═════ PASSAGE GIVEN

# Michelle Obama Won't Run for President



## cc3915 (Mar 26, 2004)

At a bring your kids to work day event at the White House, Michelle Obama said that she isn't interested in running for president. "Absolutely not. No," the first lady said in response to a question from a kid on whether she'll "ever run for president."
Michelle Obama tried to refocus the kids on her husband's reelection effort. "Being president is a really hard job and it's an important job," Obama said. "And when my husband is running for president, we're right in there; we're serving, too. And I think that once his terms are over, we'll go on to do other important things -- because there are so many ways that you can help this country and the world, even if you're not president of the United States.
"And I think one of the things you learn about yourself as you get older are what are your strengths and what are your interests. And for me it's other stuff that is not being the president. So I probably won't run. But that's a great question."

http://www.weeklystandard.com/blogs/michelle-obama-wont-run-president_642120.html


----------



## justanotherparatrooper (Aug 27, 2006)

my fantacy too involves the Obummers running from the WhiteHouse


----------



## Guest (Apr 27, 2012)

══════════
═════ INFORMATION SUPPLIED

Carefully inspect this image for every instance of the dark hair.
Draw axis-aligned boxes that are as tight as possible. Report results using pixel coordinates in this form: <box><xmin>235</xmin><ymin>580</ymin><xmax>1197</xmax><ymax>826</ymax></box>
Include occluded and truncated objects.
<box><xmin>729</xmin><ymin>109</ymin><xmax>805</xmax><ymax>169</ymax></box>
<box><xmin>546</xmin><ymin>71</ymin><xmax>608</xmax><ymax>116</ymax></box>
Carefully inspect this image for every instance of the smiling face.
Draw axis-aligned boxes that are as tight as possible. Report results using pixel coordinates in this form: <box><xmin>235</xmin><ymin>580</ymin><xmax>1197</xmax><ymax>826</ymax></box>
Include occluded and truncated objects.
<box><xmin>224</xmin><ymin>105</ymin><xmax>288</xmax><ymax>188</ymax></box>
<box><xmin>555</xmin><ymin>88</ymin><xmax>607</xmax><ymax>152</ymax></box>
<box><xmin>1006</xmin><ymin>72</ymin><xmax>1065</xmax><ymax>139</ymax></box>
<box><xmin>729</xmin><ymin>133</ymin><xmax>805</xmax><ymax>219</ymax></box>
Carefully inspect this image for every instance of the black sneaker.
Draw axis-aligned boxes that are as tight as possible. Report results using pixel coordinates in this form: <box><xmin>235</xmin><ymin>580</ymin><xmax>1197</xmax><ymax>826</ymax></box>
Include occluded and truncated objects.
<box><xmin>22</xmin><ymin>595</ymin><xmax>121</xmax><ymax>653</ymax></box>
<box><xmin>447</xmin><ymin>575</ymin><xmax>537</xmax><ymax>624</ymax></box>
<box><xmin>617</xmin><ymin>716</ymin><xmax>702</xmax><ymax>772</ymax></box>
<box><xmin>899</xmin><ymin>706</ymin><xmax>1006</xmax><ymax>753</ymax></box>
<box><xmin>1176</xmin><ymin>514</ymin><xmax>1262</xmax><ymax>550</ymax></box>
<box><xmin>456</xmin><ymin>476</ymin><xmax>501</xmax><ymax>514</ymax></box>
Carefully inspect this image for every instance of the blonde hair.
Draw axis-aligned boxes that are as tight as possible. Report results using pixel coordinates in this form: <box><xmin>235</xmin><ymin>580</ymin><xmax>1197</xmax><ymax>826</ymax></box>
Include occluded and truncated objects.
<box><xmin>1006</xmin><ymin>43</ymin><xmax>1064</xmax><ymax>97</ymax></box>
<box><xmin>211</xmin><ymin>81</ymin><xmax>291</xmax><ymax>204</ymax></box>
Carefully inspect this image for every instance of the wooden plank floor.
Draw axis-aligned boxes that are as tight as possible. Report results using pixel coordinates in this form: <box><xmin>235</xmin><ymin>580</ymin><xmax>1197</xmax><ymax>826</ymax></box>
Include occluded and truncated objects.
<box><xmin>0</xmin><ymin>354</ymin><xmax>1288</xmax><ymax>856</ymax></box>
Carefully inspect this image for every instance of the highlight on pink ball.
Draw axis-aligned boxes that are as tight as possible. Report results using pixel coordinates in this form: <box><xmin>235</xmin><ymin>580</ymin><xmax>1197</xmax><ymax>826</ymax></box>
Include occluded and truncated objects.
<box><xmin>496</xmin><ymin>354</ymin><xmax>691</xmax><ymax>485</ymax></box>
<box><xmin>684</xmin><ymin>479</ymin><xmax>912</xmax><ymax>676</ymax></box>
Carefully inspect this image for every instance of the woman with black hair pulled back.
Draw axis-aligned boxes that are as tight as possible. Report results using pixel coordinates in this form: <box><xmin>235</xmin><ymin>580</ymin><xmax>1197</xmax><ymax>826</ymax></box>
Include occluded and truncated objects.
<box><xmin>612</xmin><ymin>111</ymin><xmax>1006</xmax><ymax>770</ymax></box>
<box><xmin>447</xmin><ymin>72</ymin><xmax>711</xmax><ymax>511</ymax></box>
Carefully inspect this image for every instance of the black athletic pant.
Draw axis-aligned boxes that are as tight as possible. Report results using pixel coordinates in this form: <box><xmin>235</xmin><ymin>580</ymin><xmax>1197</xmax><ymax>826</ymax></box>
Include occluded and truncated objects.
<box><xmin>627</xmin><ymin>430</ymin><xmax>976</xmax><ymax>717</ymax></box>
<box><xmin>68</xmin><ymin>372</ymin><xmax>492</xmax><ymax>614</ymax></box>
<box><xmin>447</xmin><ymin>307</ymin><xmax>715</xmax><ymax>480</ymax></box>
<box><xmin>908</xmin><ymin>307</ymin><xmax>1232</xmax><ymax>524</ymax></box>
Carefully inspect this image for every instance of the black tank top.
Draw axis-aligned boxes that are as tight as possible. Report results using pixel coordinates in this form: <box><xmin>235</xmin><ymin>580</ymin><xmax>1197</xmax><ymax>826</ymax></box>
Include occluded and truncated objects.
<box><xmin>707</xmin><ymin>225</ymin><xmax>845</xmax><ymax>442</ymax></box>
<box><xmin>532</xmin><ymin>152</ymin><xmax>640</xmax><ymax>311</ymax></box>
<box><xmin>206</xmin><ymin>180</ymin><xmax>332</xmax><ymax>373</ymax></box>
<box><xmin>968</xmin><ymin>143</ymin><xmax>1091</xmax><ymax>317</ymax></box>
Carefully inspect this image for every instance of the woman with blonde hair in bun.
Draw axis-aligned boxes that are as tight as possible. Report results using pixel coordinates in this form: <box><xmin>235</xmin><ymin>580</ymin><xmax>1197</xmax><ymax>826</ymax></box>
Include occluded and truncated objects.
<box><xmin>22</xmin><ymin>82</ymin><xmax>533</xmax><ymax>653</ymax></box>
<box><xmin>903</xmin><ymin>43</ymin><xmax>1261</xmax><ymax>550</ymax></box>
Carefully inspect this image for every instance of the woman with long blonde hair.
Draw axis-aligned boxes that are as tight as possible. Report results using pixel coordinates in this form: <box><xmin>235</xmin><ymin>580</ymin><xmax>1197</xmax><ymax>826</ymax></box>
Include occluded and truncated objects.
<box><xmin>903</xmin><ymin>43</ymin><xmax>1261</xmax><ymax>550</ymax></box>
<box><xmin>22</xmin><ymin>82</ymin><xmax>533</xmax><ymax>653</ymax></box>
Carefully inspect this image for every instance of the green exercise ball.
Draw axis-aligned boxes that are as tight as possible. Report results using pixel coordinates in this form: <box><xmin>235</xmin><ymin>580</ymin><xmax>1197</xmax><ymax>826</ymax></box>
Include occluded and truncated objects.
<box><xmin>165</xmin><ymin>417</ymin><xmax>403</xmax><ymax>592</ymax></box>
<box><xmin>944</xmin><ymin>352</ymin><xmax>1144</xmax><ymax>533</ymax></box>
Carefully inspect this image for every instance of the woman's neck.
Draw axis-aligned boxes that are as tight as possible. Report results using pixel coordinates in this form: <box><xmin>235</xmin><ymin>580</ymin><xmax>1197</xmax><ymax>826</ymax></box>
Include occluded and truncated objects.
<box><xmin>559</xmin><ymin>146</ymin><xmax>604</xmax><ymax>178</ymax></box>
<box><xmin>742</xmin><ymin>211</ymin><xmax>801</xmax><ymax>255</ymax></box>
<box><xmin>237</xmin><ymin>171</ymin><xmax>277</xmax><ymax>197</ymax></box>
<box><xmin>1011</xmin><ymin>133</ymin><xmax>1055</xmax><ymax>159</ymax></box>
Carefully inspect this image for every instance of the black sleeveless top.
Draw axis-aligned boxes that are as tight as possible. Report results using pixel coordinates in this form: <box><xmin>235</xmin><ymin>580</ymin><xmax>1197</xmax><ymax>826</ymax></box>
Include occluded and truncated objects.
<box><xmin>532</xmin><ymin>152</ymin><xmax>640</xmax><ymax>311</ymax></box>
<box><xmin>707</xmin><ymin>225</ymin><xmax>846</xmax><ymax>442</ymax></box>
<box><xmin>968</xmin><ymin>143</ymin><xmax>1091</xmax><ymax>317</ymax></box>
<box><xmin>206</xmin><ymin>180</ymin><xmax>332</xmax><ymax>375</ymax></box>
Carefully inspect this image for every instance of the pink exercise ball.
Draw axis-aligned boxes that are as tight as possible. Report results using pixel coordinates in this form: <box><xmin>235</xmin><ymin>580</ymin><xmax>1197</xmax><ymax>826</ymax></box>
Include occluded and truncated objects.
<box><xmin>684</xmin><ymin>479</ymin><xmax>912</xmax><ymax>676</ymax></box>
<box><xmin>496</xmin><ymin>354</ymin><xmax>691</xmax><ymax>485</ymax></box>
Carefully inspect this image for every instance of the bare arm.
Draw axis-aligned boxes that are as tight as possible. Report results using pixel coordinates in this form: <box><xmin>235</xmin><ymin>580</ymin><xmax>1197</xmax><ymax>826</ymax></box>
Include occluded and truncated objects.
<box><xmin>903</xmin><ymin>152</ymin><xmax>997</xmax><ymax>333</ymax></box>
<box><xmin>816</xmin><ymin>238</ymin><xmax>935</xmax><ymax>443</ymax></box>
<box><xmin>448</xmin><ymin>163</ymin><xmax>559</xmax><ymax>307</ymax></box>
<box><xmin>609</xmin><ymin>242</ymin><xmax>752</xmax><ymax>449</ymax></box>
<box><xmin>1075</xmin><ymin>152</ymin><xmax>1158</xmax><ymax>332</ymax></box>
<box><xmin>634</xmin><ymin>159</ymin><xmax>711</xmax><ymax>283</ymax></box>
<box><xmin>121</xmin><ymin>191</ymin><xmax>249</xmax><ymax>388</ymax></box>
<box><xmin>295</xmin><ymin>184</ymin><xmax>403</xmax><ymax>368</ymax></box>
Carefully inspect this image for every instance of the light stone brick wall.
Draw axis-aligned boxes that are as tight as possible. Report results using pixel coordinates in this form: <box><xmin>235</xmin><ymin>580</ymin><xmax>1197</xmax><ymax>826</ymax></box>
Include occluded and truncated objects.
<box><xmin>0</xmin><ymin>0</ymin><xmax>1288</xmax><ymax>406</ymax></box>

══════════

_WRITTEN TASK A_
Answer these from the thread about Michelle Obama not running for president:
(i) At what event did she speak?
(ii) Who asked her whether she would ever run?
(iii) What does she say she and her husband will do once his terms are over?
_WRITTEN TASK B_
Does each statement agree with the thread about Michelle Obama? Answer yes or no, and quote the words from the thread that decide it.
(i) She said she was interested in running for president.
(ii) She called being president a hard job.
(iii) She told the kid the question was a poor one.
_WRITTEN TASK C_
Write the next part of the forum thread about Michelle Obama, picking up after its final line.
The material has no connection to the forum thread about Michelle Obama.

_TASK ANSWER A_
(i) A bring your kids to work day event at the White House.
(ii) A kid.
(iii) They will go on to do other important things.

_TASK ANSWER B_
(i) No: "Absolutely not. No,"
(ii) Yes: "Being president is a really hard job and it's an important job,"
(iii) No: "But that's a great question."

_TASK ANSWER C_
I love how she says "once his termS are over..." Don't bet on it, sweetheart. I'm praying the country gets it right this time!

Sent from my DROID RAZR using Tapatalk 2


----------



## Guest (Apr 27, 2012)

Well thank Goodness for that.


----------



## adroitcuffs (Jun 3, 2006)

In typical Obama fashion, she responded with both "absolutely not", and, "probably not", for the same question. 


*****


----------



## RodneyFarva (Jan 18, 2007)

oh.. what.. a... shame...


----------



## LGriffin (Apr 2, 2009)

FIFY


> Obama said. "And when my husband is running for president, we're still vacationing at taxpayers expense.


----------



## CJIS (Mar 12, 2005)

Now if her husband would only do the same.


----------



## SgtAndySipowicz (Mar 17, 2008)

http://www.breitbart.com/Breitbart-TV/2012/06/29/Michelle-Obama-Compares-Obama-to-Biblical-Figures

Michelle Obama compares Barack Obama to *Biblical figures*.......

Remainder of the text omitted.